── MATERIAL FOR THIS EXERCISE

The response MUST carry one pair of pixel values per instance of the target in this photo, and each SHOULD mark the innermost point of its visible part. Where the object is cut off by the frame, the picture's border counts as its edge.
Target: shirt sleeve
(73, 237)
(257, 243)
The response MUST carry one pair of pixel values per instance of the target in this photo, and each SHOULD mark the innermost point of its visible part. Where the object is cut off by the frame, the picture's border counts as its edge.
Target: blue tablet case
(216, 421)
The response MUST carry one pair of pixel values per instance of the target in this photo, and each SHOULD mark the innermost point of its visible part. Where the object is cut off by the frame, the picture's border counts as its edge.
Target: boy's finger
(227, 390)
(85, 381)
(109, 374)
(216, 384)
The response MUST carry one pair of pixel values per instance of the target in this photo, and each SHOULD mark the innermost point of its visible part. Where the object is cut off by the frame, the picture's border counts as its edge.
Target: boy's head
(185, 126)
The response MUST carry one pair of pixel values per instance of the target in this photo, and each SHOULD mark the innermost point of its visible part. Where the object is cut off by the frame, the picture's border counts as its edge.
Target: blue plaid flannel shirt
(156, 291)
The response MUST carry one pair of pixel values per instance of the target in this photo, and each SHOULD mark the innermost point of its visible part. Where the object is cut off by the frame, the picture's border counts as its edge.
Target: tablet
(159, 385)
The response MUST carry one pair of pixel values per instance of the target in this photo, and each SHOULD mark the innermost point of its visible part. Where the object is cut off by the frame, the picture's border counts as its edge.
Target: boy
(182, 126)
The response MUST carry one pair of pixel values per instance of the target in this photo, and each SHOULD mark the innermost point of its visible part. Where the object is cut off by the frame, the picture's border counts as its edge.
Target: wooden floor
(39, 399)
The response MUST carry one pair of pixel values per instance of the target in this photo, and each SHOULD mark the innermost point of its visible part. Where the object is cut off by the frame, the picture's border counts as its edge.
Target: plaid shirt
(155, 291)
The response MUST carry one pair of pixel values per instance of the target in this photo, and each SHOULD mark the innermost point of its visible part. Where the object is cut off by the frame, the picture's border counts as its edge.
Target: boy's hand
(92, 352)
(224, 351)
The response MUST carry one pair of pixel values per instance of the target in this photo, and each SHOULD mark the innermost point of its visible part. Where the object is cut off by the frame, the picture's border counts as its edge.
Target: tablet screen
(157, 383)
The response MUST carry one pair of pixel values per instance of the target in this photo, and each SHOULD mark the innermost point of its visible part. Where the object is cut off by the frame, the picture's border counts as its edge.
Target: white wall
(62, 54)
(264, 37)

────
── MATERIAL FOR THIS EXERCISE

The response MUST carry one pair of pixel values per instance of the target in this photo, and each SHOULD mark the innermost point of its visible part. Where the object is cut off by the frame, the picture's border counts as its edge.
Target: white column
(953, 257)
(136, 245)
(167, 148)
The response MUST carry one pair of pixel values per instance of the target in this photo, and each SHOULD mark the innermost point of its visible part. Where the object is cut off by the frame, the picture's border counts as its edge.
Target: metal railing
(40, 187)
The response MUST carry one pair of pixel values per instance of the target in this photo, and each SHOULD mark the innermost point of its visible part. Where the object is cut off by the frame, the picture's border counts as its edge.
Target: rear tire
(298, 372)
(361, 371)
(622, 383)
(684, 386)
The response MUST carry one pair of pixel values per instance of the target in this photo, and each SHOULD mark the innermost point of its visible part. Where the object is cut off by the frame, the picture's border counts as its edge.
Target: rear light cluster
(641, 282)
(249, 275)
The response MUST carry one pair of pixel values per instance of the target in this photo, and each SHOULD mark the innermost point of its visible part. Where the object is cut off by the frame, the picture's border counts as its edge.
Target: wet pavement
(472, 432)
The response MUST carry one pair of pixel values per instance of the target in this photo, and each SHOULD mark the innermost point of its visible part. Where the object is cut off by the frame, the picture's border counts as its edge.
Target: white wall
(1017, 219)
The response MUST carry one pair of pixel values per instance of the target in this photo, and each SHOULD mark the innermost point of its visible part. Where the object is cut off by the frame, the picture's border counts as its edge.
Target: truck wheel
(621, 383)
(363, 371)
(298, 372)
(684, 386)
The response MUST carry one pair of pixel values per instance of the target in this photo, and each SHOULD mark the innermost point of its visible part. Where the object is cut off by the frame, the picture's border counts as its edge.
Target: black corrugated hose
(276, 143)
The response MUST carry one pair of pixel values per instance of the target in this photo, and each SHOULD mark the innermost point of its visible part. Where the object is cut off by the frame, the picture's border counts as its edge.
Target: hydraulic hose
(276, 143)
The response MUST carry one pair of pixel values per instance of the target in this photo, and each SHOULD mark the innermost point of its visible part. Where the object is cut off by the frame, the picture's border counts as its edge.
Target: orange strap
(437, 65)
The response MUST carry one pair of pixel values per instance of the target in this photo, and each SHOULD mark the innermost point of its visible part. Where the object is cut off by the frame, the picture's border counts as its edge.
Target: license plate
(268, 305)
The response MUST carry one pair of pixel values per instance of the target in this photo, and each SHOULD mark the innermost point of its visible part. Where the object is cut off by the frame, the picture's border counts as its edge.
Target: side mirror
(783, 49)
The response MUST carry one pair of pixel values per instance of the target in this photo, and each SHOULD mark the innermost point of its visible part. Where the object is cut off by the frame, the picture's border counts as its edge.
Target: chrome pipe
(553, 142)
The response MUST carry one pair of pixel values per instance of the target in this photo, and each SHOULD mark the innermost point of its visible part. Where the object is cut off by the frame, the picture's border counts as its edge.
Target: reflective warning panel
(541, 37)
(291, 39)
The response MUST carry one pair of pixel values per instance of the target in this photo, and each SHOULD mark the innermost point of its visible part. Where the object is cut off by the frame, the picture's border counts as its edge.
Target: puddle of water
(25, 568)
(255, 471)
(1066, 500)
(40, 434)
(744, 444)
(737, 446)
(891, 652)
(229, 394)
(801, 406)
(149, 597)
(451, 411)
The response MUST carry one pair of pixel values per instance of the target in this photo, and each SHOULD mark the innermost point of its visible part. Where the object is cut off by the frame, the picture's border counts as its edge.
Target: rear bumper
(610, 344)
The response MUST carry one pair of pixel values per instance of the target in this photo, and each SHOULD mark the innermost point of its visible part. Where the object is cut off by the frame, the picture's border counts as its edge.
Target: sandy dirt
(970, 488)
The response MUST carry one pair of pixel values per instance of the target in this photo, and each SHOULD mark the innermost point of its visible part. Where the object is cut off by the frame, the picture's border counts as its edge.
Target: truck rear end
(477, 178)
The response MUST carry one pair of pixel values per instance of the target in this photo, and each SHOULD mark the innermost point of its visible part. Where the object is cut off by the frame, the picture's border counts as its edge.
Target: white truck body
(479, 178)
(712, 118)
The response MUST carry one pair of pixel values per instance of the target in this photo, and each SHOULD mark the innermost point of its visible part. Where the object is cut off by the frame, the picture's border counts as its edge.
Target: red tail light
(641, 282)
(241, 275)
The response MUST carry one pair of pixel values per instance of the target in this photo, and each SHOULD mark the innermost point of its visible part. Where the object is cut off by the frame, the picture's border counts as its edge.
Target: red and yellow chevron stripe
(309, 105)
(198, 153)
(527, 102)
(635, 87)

────

• _SET TASK_: Please collect every line of the data above that contains the word "white". Case counts, so match only that exact capitalization.

• _COMPLETED TASK_:
Target: white wall
Target: white column
Target: white wall
Target: white truck body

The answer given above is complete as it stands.